───── Article ─────
Wrox Programmer Forums
|
SQL Server 2000 General discussion of Microsoft SQL Server -- for topics that don't fit in one of the more specific SQL Server forums. version 2000 only. There's a new forum for SQL Server 2005.
Welcome to the p2p.wrox.com Forums.

You are currently viewing the SQL Server 2000 section of the Wrox Programmer to Programmer discussions. This is a community of software programmers and website developers including Wrox book authors and readers. New member registration was closed in 2019. New posts were shut off and the site was archived into this static format as of October 1, 2020. If you require technical support for a Wrox book please contact http://hub.wiley.com
 
Old March 30th, 2007, 08:23 AM
Friend of Wrox
 
Join Date: Jun 2003
Posts: 839
Thanks: 0
Thanked 1 Time in 1 Post
Default

No harm, no foul.

I said it was morning for me, and I can be a little slow on the uptake then. Unfortunately, forum postings can all too easily be misinterpreted as to intent, so I just want to ask.

Anyway, this question of "string aggregation" ought to be in a FAQ somewhere. It gets asked a lot.

I've never really understood why. The resultset violates normalization rules (which is sort of OK since a resultset isn't a table), but more to the point it is really a presentation issue which properly belongs in the client code, IMO. If you approach it that way, all the concern over ordering and cursors and using undocumented features just evaporates...

Jeff Mason
Custom Apps, Inc.
[email protected]
 
Old March 30th, 2007, 11:20 AM
Friend of Wrox
 
Join Date: Aug 2004
Posts: 385
Thanks: 0
Thanked 0 Times in 0 Posts
Default

Can't agree with this comment:
"there is no guarantee that the returned rows will be in the order of the clustered index"
If you have a clustered index and you order by the clustered index when you select the data the retrieveal is most efficient and it will be in order.

 
Old March 30th, 2007, 12:10 PM
Friend of Wrox
 
Join Date: Jun 2003
Posts: 839
Thanks: 0
Thanked 1 Time in 1 Post
Default

Quote:
quote:Originally posted by robprell
 Can't agree with this comment:
"there is no guarantee that the returned rows will be in the order of the clustered index"
If you have a clustered index and you order by the clustered index when you select the data the retrieveal is most efficient and it will be in order.
My comment was in regards to the string aggregation query, but in fact applies to any query. Your statement is correct as long as you "...order by the clustered index...".

In fact, if you ORDER BY anything, you are guaranteed that the resultset will be in that order, and that has nothing to do with any index.
─────
• Short problem
Carry the forum thread on SQL Server result ordering forward, starting right after its final sentence. These items were taken from a separate source.
───── Given information ─────
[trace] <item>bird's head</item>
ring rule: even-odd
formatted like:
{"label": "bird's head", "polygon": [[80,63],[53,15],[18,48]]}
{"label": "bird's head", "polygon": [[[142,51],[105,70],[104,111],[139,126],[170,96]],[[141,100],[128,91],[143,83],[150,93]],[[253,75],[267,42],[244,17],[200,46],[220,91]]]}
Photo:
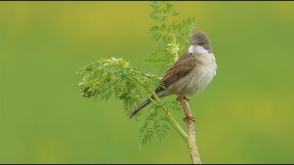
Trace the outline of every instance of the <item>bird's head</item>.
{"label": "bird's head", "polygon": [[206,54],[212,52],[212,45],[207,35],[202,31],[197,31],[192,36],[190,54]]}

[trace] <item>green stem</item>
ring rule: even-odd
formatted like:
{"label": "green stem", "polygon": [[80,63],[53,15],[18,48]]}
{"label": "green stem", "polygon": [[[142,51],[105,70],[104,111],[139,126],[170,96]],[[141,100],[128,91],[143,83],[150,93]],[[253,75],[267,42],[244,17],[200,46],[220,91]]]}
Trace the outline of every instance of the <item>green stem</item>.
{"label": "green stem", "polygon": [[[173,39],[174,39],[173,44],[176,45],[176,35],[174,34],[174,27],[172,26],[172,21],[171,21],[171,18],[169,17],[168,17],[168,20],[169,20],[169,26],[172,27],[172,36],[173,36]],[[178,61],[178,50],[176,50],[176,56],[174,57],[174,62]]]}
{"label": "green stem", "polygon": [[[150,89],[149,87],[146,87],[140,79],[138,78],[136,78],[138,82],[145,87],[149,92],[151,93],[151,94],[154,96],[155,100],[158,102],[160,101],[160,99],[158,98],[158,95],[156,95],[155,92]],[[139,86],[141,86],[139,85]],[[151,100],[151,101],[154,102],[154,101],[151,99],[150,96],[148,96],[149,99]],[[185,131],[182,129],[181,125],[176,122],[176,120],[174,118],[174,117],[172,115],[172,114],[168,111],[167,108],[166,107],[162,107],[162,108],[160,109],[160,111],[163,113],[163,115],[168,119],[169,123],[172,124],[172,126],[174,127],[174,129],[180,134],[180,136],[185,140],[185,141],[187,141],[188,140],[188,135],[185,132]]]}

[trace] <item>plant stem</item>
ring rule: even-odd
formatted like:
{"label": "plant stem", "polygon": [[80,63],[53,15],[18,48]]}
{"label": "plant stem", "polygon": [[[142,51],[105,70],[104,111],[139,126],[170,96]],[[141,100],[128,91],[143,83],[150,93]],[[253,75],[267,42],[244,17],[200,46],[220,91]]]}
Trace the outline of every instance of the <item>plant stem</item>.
─────
───── Given information ─────
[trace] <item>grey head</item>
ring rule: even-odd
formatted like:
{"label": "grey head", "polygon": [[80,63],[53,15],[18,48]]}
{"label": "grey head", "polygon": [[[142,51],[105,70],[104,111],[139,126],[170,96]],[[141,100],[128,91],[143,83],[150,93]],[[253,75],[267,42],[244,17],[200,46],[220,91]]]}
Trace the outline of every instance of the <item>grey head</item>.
─────
• Expected output
Conversely, if a query has no ORDER BY clause, then you cannot guarantee that the resultset is in any particular order.

It happens that the optimizer will be greatly influenced by the presence of an index, but it may in fact choose not to use it if it thinks another plan is more efficient. It is dangerous to depend on empirical observation and side-effects: that the optimizer will always give you results in a particular order just because every time you run it, you see those results in that particular order.

The fact is that only way to guarantee a specific order is to state you want it that way.

The question is in regard to this query:

SELECT @stringvar = @stringvar + ', ' + somecolumn
FROM sometable
ORDER BY someclusteredindexcolumn

In point of fact, that ORDER BY clause will have absolutely no (guaranteed) effect on the order of the strings as the concatenation is being done. This is because (in effect) an ORDER BY clause is the very last operation that is performed on a resultset.

That is, the resultset is constructed from columns in the SELECT clause from the rows in the tables in the FROM clause, filtered by the WHERE clause and GROUPed accordingly. All of these operations are set-based operations, in that they happen on all the rows and columns all at the same time (or at least that is how they appear).

Only after all that is done is the resultset sorted as per the ORDER BY clause. Note that sorting is a cursor operation. In effect, the ORDER BY clause takes the set produced by the rest of the SQL query and processes the rows one at a time (that's what a cursor is) to place them in the requested order. If there is no ORDER BY clause, then no ordering is necessary so the resultset is passed back to the consumer unmodified. It is in whatever order those set based operations left it in.

Now it happens that the optimizer is smart enough to recognize that indexes exist on tables and those indexes present the rows in a known order, so the last sorting step may be able to be avoided because the optimizer will construct a query plan taking those indexes into account. Since sorting is expensive, those indexes will influence that choice heavily.

But the fact is that the string aggregation in the query above is a process that happens well before any ordering, so you simply cannot depend on what order the rows will be processed, and thus in what order the strings will have been concatenated in the resultant output variable.

Just to throw more fuel on the fire, :D it is also not true that the use of the clustered index always is the most efficient means of data retrieval. If a covering index exists for a given query, then the optimizer may choose it and avoid the clustered index altogether, getting the results from the index itself...

Jeff Mason
Custom Apps, Inc.
[email protected]
 
Old March 30th, 2007, 08:05 PM
Friend of Wrox
 
Join Date: Aug 2004
Posts: 385
Thanks: 0
Thanked 0 Times in 0 Posts
Default

I don't think you understand me at all.

If you have a clustered index on your key value. Each row you insert is retained in order it was inserted. Thus if you have five rows, insert a sixth, seventh and eight row. The clustered index on a primary key WILL allow you to select them in the order your entered them. You would have to do something like this in order to do what the requestor is trying to do. If you think this is wrong. Please by all means post code that demonstrates it's wrong.


 
Old March 31st, 2007, 07:04 AM
Friend of Wrox
 
Join Date: Jun 2003
Posts: 839
Thanks: 0
Thanked 1 Time in 1 Post
Default

Quote:
quote:Originally posted by robprell
 I don't think you understand me at all.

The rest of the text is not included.